QUESTIONS ON THE MATERIAL |
1. In the hearing excerpt, how much money did the speaker's grandfather on the Swiss side have in his pocket when he made it to Wisconsin?
2. Return the passage of the hearing excerpt between "My grandparents on" and "of our country.", inclusive.

Thank you to all of the witnesses. I am sorry we had a Rail 
Safety hearing, so I was a little late here.
    I just wanted to lead by adding my support to the I-Squared 
bill. Senator Hatch and I are the original cosponsor of that 
bill, along with Senator Coons and Rubio. We are very proud of 
that bill and I think we all know that there are a lot of needs 
here when it comes to immigration reform, whether it is issues 
at the border, whether it is issues with the path to 
citizenship that we had in the comprehensive bill that we are 
so proud of in the Senate and I appreciated Senator Hatch's 
support for that bill out of this Committee, but it also is the 
workers that have really been the backbone of this country.
    My grandparents on one side were Swiss and the other side 
Slovenian immigrants. My grandfather on the Swiss side actually 
came through Canada and somehow made it through to Wisconsin 
with $40 in his pocket and here I am a United States Senator. 
So that is the story of our country.
    I think one of the things that I wanted to build off of 
what Senator Hatch was talking about--maybe I can ask you this, 
Mr. Schroeder, is the bill that I have with Senator Hatch, 
which was basically included in the comprehensive reform is 
about green cards, its about the fact that Mayo Clinic doctors 
come in and they cannot bring their spouse or agriculture 
workers at the Morris Dairy in Morris, Minnesota where the 
unemployment rate is 2 percent. They come, they work at the 
dairy, and they bring their spouses and then their spouses 
cannot work for 7 years even though they are legal. The spouses 
coming are legal. There are just so many rules right now that 
we were trying to fix with the comprehensive bill.

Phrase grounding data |
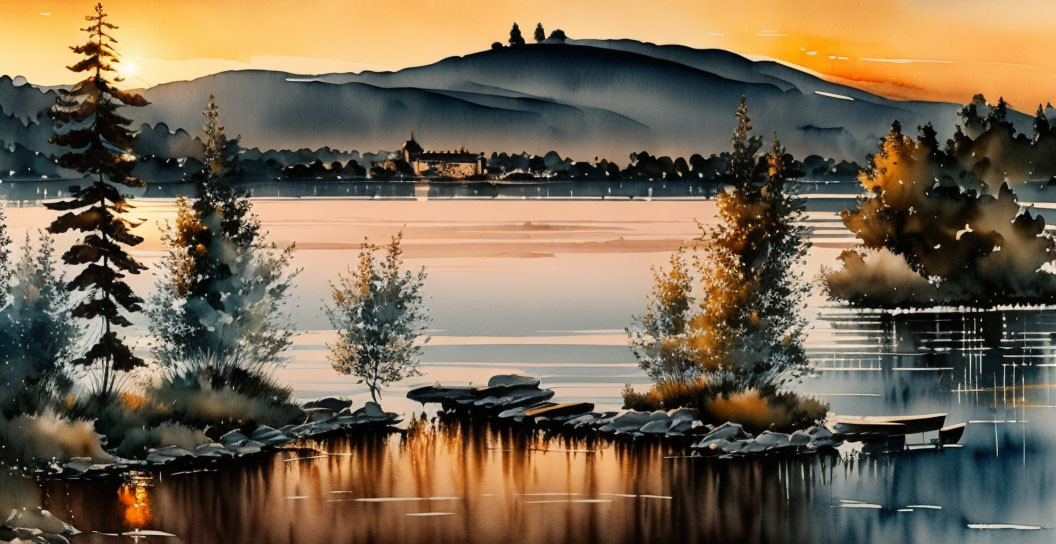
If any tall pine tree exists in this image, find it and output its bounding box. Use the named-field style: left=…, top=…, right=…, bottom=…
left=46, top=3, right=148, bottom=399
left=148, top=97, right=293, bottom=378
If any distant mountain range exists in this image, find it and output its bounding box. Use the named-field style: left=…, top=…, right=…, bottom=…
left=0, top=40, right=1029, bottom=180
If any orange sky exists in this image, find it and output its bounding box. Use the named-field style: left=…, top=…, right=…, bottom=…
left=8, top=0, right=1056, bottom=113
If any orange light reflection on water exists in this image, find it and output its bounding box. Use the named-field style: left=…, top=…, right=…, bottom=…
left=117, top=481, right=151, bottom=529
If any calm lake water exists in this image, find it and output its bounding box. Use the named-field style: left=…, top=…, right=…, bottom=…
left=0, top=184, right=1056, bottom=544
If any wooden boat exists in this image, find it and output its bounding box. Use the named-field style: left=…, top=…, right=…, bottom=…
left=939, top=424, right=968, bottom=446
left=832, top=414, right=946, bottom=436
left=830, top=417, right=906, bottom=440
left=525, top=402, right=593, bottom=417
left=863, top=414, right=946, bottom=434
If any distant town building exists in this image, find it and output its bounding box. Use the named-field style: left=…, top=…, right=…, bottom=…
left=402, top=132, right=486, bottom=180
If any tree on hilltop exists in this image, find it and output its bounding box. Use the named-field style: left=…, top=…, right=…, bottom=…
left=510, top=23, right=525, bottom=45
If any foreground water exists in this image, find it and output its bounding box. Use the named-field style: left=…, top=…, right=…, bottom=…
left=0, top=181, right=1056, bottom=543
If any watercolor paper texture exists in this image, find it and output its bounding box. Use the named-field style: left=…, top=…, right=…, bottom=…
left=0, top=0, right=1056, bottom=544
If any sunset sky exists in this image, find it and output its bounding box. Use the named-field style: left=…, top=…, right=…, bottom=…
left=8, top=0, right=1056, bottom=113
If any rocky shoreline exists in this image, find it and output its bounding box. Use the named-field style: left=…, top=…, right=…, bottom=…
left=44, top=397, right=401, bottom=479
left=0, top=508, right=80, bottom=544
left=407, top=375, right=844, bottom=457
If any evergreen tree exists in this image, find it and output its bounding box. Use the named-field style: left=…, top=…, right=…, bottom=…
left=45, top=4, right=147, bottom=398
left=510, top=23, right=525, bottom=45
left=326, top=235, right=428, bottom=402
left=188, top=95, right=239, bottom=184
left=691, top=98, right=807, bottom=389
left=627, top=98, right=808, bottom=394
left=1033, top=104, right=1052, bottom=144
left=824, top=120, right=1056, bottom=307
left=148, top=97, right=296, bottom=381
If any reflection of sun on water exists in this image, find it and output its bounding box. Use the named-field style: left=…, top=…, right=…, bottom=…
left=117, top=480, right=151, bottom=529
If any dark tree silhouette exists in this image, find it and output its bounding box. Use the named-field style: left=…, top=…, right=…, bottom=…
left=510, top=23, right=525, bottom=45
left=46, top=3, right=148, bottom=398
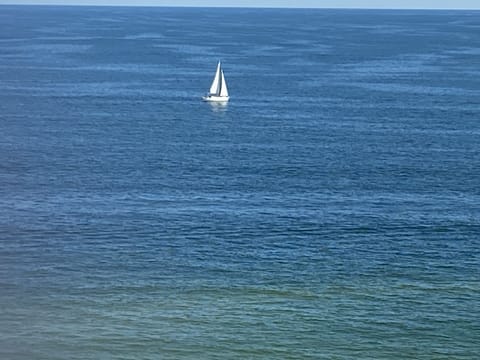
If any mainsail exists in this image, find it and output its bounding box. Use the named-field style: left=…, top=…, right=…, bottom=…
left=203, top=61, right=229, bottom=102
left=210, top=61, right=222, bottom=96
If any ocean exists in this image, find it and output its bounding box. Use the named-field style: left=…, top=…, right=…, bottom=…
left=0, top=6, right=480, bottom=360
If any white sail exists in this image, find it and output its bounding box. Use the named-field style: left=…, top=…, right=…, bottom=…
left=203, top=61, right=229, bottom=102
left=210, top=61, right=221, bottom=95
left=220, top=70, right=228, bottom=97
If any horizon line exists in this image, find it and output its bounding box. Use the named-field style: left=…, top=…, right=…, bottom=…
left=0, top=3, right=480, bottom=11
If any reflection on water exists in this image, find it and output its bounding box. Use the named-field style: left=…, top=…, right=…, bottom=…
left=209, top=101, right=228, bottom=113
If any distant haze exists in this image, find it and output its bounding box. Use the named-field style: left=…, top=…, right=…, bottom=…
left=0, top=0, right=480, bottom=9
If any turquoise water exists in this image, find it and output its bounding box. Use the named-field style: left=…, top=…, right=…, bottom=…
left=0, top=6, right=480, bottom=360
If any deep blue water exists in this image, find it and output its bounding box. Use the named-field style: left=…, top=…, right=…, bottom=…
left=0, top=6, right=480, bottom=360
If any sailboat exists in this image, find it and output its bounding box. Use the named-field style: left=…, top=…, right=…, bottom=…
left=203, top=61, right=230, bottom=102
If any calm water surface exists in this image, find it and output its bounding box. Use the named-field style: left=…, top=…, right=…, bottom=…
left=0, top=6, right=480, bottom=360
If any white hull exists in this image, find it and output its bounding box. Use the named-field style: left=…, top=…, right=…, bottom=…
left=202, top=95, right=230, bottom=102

---

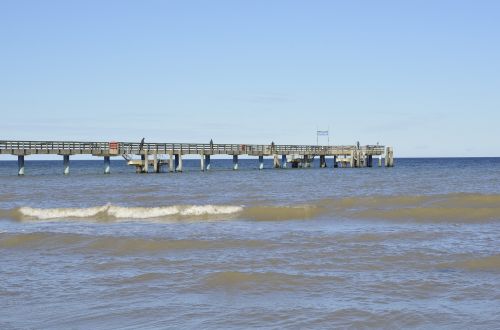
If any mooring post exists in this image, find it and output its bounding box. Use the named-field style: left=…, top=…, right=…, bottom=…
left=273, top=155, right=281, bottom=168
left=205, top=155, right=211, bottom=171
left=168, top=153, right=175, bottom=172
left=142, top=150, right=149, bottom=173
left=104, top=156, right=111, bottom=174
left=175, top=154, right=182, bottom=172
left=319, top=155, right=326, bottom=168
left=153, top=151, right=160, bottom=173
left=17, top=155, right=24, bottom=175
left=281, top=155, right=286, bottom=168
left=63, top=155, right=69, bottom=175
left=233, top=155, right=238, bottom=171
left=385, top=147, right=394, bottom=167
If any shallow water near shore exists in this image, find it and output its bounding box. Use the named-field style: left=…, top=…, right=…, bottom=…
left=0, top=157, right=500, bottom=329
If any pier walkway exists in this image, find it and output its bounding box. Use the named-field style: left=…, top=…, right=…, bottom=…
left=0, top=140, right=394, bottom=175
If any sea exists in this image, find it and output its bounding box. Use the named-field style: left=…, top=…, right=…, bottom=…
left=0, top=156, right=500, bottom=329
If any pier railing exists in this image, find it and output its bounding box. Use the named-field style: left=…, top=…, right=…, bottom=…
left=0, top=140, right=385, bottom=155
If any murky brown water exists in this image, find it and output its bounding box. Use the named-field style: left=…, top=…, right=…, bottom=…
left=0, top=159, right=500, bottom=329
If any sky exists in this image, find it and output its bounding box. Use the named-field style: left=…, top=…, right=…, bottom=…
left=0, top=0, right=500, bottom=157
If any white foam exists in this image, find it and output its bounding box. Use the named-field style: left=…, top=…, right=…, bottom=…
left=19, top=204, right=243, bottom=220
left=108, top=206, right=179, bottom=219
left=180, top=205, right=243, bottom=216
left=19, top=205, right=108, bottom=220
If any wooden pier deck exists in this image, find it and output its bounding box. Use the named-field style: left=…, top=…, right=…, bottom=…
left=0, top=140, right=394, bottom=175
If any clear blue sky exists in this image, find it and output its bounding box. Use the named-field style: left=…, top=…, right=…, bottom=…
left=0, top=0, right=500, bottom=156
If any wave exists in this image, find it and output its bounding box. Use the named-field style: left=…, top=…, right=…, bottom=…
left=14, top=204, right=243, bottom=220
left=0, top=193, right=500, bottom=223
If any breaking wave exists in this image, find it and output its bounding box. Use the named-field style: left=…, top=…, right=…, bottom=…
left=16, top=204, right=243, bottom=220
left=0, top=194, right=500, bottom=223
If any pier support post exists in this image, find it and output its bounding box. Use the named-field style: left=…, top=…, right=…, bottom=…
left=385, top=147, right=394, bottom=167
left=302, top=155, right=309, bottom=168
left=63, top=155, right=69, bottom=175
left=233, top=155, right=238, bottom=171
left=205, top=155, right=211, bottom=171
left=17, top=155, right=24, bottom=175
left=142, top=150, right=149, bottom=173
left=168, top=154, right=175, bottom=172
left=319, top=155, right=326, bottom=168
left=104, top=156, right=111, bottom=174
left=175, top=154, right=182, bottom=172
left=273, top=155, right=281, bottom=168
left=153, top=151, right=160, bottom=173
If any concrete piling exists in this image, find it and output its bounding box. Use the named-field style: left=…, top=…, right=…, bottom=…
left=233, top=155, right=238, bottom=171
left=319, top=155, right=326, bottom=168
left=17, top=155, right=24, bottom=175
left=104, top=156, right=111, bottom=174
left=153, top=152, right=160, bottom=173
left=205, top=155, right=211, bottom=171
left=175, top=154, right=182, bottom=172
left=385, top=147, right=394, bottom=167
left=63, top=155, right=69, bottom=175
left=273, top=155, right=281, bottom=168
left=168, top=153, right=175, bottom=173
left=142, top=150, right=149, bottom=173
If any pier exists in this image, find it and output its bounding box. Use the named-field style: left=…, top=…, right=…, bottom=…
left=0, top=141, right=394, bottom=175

...

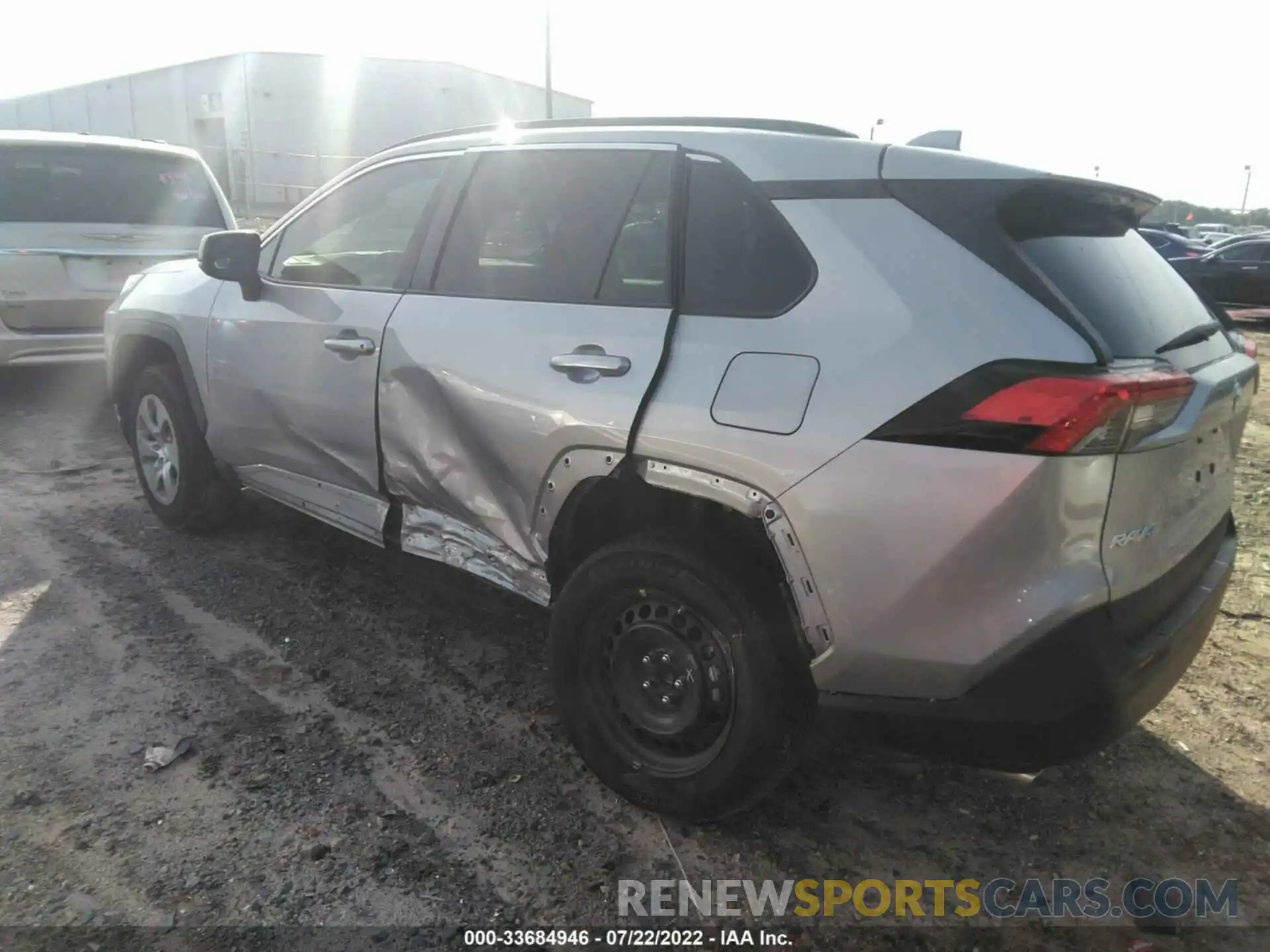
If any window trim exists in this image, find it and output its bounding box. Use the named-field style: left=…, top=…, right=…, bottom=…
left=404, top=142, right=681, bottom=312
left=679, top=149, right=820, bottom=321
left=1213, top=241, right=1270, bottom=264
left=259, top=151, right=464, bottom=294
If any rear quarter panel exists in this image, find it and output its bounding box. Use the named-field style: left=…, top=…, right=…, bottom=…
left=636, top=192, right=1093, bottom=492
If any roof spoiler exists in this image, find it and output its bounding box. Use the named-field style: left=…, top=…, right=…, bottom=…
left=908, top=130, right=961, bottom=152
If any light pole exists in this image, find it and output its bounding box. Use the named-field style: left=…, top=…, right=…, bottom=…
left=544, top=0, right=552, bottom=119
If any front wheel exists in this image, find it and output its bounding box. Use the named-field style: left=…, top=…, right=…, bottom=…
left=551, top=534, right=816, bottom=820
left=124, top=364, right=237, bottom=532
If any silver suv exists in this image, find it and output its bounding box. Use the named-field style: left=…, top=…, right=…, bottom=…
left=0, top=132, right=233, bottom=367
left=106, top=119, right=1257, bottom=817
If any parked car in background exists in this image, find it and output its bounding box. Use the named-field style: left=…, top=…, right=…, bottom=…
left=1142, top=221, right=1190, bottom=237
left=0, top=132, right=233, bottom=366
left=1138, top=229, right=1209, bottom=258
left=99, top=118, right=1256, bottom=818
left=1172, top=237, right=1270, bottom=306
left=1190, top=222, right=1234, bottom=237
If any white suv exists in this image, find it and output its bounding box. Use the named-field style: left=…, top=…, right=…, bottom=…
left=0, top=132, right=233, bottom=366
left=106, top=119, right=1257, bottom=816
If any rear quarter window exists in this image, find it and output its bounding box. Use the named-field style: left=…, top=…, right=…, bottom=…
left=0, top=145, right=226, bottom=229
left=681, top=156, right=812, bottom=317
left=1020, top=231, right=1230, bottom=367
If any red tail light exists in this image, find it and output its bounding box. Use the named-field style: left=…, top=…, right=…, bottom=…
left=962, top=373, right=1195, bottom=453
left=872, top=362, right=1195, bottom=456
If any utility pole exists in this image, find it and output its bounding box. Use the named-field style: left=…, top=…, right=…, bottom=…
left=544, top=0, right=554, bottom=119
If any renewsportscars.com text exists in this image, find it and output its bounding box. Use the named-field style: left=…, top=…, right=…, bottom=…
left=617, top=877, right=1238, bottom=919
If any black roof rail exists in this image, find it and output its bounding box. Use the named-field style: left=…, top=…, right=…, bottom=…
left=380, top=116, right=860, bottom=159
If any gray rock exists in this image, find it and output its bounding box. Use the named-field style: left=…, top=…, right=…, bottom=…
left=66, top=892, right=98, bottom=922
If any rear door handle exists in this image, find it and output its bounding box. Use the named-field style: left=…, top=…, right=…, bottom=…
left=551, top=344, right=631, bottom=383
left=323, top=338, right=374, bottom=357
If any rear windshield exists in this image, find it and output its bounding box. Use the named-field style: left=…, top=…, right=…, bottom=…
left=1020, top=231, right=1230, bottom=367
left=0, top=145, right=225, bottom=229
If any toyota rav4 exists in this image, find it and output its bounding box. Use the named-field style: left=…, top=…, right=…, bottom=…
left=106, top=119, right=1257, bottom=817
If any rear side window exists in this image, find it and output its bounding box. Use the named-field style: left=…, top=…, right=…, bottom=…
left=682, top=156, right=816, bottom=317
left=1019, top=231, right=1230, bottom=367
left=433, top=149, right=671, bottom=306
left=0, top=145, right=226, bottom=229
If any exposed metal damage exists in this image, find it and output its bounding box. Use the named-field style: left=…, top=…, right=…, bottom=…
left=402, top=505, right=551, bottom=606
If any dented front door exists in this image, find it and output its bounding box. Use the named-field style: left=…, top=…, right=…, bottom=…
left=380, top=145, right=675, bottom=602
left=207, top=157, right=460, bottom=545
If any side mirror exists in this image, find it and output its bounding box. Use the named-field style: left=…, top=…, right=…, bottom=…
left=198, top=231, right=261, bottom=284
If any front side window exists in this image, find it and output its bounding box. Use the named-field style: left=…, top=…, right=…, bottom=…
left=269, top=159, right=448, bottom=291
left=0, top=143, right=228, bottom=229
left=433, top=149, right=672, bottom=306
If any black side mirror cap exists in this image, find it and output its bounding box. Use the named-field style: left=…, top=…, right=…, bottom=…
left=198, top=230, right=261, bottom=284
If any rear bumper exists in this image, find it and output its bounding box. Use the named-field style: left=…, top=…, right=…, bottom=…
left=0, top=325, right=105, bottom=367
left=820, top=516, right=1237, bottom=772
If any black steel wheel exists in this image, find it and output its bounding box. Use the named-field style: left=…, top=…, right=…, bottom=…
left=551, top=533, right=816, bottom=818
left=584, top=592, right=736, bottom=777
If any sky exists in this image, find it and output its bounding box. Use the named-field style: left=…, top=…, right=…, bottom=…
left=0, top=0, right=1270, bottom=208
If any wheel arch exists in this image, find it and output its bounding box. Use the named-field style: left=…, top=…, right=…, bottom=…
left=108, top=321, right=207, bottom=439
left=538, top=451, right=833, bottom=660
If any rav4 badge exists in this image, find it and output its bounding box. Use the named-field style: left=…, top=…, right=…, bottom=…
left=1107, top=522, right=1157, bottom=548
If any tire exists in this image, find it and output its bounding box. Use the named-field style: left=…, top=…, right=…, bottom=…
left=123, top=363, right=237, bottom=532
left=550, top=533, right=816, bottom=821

TASK-BY-TASK ANSWERS |
1. $40.

2.
My grandparents on one side were Swiss and the other side 
Slovenian immigrants. My grandfather on the Swiss side actually 
came through Canada and somehow made it through to Wisconsin 
with $40 in his pocket and here I am a United States Senator. 
So that is the story of our country.